Teks Pilihan ->
++++

Selasa 19 Nov 2019 22:47 WIB

Penjelasan Ilmuwan Barat Soal Munculnya Penyakit Spiritual

Penyakit spiritual bisa menjangkiti semua orang.

Zikir dan munajat kepada Allah (ilustrasi).
Foto: alifmusic.net
Zikir dan munajat kepada Allah (ilustrasi).

REPUBLIKA.CO.ID, Dewasa ini, tanpa disadari di antara kita telah banyak terjangkit penyakit spiritual (spiritual illness). Inilah suatu penyakit yang membuat kita tidak tahu lagi bagaimana seharusnya menjalani kehidupan di dunia ini secara lebih bermakna.

"The will to meaning," kata psikolog terkemuka, Viktor Frankl. Kehendak hidup bermakna ini sekarang menjadi visi hidup alternatif di tengah meluasnya berbagai penyakit spiritual yang menjangkiti kita dewasa ini. Tanpa hidup bermakna, hidup kita akan mengalami kegelisahan spiritual, problem spiritual, dan bahkan terjangkit penyakit spiritual.

++++

Data Tercatat ->
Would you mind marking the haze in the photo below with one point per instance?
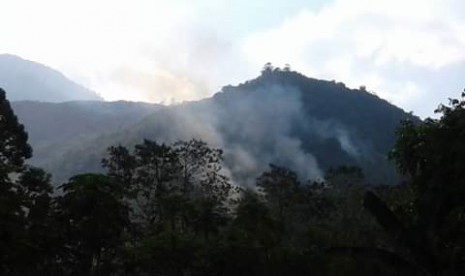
(408, 52)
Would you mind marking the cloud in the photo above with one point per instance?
(409, 52)
(368, 43)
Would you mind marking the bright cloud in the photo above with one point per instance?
(395, 48)
(410, 52)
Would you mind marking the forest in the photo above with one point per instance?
(169, 209)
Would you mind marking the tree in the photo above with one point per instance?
(14, 148)
(431, 155)
(14, 201)
(94, 218)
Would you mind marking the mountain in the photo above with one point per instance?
(57, 128)
(28, 80)
(281, 117)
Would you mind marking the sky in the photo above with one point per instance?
(409, 52)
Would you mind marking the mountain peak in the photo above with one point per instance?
(28, 80)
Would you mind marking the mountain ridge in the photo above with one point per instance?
(281, 117)
(28, 80)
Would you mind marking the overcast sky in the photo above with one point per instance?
(410, 52)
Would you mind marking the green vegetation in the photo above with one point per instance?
(170, 209)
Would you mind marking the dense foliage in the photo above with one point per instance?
(281, 117)
(170, 209)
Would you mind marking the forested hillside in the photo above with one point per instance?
(170, 209)
(28, 80)
(281, 117)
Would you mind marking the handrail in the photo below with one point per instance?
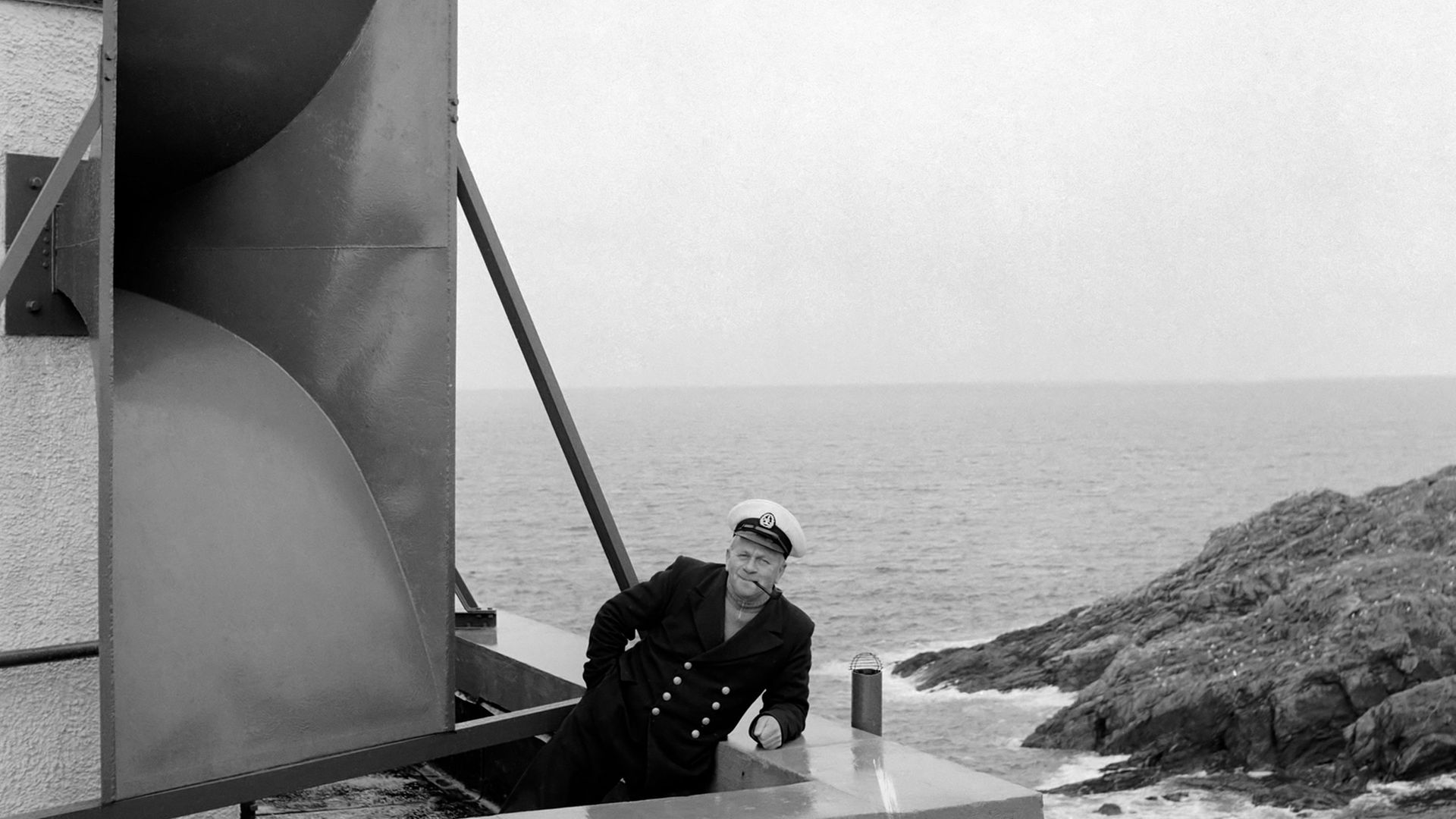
(49, 654)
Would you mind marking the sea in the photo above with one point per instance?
(937, 515)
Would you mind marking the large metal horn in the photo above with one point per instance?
(275, 382)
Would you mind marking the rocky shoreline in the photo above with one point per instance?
(1315, 642)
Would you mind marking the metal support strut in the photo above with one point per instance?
(520, 318)
(50, 196)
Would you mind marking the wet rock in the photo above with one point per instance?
(1264, 651)
(1410, 735)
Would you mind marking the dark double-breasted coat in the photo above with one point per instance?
(655, 713)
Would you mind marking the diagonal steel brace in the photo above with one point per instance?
(50, 197)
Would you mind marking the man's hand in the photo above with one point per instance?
(770, 735)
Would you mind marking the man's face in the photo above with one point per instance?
(748, 561)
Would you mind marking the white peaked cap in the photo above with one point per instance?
(769, 525)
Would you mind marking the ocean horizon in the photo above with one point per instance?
(940, 515)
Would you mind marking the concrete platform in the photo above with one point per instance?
(832, 771)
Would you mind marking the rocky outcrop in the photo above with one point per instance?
(1308, 640)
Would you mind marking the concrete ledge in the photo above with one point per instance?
(832, 771)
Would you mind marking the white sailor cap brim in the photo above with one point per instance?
(769, 525)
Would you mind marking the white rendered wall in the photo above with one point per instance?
(49, 714)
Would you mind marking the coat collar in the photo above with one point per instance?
(758, 635)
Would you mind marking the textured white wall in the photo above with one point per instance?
(49, 714)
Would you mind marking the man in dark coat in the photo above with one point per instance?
(714, 635)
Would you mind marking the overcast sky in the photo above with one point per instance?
(867, 193)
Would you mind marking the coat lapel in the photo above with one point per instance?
(708, 610)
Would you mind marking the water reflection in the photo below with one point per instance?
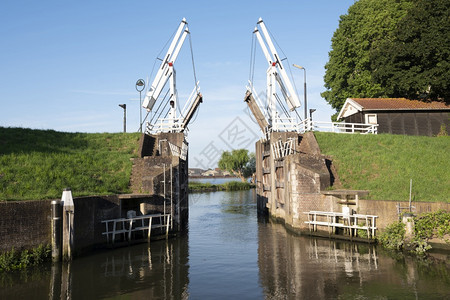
(294, 267)
(158, 271)
(229, 253)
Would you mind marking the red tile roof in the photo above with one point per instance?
(398, 103)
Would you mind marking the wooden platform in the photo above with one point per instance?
(126, 226)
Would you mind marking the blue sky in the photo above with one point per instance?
(67, 65)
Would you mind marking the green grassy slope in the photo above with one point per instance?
(39, 164)
(384, 164)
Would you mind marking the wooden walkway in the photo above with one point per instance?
(351, 223)
(126, 226)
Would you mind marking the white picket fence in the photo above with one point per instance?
(310, 125)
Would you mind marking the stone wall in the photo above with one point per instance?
(24, 224)
(291, 185)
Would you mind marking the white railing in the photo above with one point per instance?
(309, 125)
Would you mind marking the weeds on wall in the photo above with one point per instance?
(15, 260)
(426, 227)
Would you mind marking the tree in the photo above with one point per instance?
(238, 162)
(348, 71)
(414, 62)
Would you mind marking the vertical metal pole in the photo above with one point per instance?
(124, 118)
(171, 199)
(68, 218)
(140, 111)
(164, 189)
(56, 229)
(410, 192)
(124, 106)
(304, 88)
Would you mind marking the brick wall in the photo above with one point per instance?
(24, 224)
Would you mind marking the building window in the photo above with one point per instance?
(371, 119)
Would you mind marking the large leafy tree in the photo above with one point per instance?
(239, 162)
(348, 71)
(414, 62)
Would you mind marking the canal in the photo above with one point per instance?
(229, 253)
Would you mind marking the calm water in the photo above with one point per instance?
(228, 253)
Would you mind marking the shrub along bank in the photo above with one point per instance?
(426, 227)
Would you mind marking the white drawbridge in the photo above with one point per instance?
(172, 118)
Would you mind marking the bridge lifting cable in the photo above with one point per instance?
(175, 120)
(277, 79)
(288, 63)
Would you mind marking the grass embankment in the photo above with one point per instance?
(195, 186)
(39, 164)
(384, 164)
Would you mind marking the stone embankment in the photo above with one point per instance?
(294, 178)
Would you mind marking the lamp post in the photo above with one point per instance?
(311, 110)
(124, 106)
(304, 73)
(140, 85)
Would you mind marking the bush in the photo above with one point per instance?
(427, 226)
(13, 260)
(393, 237)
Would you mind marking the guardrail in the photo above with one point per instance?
(310, 125)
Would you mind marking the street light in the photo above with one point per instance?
(140, 86)
(124, 106)
(304, 70)
(310, 113)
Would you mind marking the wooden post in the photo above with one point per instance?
(68, 214)
(56, 229)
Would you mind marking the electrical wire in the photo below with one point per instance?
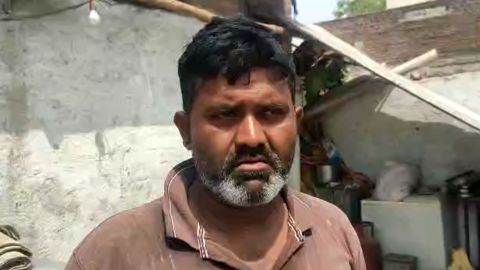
(49, 13)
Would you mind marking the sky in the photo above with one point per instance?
(312, 11)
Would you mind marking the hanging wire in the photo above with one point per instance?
(50, 13)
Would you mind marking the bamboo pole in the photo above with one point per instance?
(196, 12)
(440, 102)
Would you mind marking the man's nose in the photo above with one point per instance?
(250, 133)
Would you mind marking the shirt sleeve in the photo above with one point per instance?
(73, 264)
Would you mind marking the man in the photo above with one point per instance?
(229, 206)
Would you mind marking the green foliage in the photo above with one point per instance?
(348, 8)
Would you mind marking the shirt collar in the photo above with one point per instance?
(180, 223)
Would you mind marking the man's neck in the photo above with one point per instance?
(250, 232)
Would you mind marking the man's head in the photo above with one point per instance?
(239, 119)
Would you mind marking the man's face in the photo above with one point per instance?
(242, 136)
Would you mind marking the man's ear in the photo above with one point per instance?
(299, 116)
(182, 121)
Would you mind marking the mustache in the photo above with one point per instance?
(261, 153)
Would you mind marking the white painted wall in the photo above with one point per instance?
(385, 123)
(85, 118)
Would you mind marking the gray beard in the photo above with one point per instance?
(233, 192)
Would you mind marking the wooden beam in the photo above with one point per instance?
(199, 13)
(346, 92)
(438, 101)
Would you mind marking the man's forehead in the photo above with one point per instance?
(257, 79)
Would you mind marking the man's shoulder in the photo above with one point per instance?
(320, 208)
(130, 230)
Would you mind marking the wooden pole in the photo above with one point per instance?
(196, 12)
(438, 101)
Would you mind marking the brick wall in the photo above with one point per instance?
(394, 36)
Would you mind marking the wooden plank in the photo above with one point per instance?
(347, 91)
(442, 103)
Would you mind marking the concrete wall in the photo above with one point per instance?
(85, 118)
(386, 123)
(402, 3)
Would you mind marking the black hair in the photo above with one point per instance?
(230, 47)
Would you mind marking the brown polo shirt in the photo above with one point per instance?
(164, 235)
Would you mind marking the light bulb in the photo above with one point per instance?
(94, 17)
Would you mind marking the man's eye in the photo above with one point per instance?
(273, 113)
(226, 114)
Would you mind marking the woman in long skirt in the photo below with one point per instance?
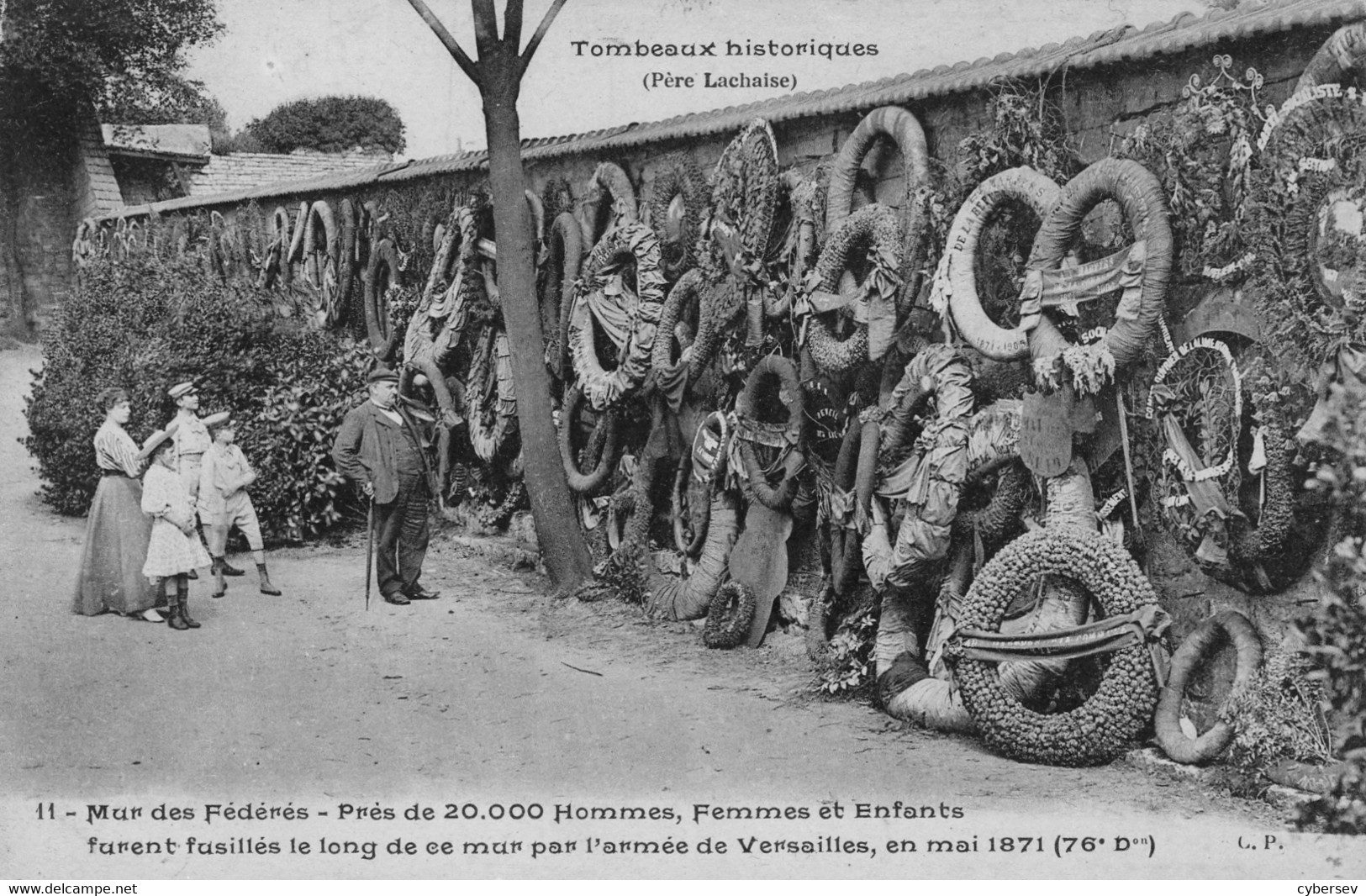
(118, 531)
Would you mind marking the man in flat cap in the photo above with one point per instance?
(380, 448)
(192, 440)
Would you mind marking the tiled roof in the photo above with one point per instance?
(159, 140)
(247, 171)
(103, 187)
(1101, 48)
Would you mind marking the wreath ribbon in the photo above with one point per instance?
(1067, 287)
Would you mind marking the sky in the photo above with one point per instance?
(275, 50)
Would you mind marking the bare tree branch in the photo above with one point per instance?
(513, 25)
(540, 32)
(485, 26)
(466, 65)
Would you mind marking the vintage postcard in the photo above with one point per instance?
(878, 451)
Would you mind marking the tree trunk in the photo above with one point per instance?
(566, 556)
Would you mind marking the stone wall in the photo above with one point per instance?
(1100, 105)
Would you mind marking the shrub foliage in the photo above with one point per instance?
(1335, 630)
(146, 324)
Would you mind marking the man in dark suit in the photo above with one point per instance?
(380, 448)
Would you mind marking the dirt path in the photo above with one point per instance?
(498, 694)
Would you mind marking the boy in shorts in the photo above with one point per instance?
(224, 503)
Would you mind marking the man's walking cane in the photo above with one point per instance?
(369, 546)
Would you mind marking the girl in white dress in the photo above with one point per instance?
(175, 548)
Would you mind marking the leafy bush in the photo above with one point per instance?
(148, 324)
(330, 124)
(1278, 714)
(852, 656)
(316, 382)
(1335, 630)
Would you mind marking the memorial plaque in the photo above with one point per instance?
(1047, 433)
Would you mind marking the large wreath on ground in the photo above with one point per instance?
(1121, 706)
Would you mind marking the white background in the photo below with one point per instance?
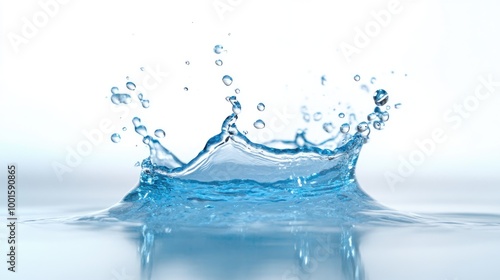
(56, 83)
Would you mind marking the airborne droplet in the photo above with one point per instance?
(159, 133)
(259, 124)
(380, 97)
(328, 127)
(378, 125)
(115, 137)
(130, 85)
(344, 128)
(227, 80)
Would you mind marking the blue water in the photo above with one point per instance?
(284, 209)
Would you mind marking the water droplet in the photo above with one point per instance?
(130, 85)
(384, 116)
(141, 130)
(121, 98)
(218, 49)
(115, 137)
(378, 125)
(146, 140)
(362, 127)
(344, 128)
(236, 104)
(159, 133)
(259, 124)
(317, 116)
(328, 127)
(371, 116)
(323, 80)
(227, 80)
(380, 97)
(136, 121)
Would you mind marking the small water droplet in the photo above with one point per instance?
(121, 98)
(146, 140)
(136, 121)
(344, 128)
(380, 97)
(130, 85)
(218, 49)
(141, 130)
(362, 127)
(115, 137)
(227, 80)
(159, 133)
(384, 116)
(259, 124)
(371, 116)
(328, 127)
(378, 125)
(236, 104)
(317, 116)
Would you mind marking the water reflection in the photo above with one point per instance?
(298, 253)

++++

Tulis ulang bagian teks tentang penyakit spiritual yang diawali dengan kata-kata "Penjelasan Ilmuwan Barat" dan diakhiri dengan "secara lebih bermakna.", lalu ubah "munajat" menjadi "doa". Catatan tersebut tidak diperlukan untuk mengerjakan tugas ini.

Jawaban ->
Penjelasan Ilmuwan Barat Soal Munculnya Penyakit Spiritual

Penyakit spiritual bisa menjangkiti semua orang.

Zikir dan doa kepada Allah (ilustrasi).
Foto: alifmusic.net
Zikir dan doa kepada Allah (ilustrasi).

REPUBLIKA.CO.ID, Dewasa ini, tanpa disadari di antara kita telah banyak terjangkit penyakit spiritual (spiritual illness). Inilah suatu penyakit yang membuat kita tidak tahu lagi bagaimana seharusnya menjalani kehidupan di dunia ini secara lebih bermakna.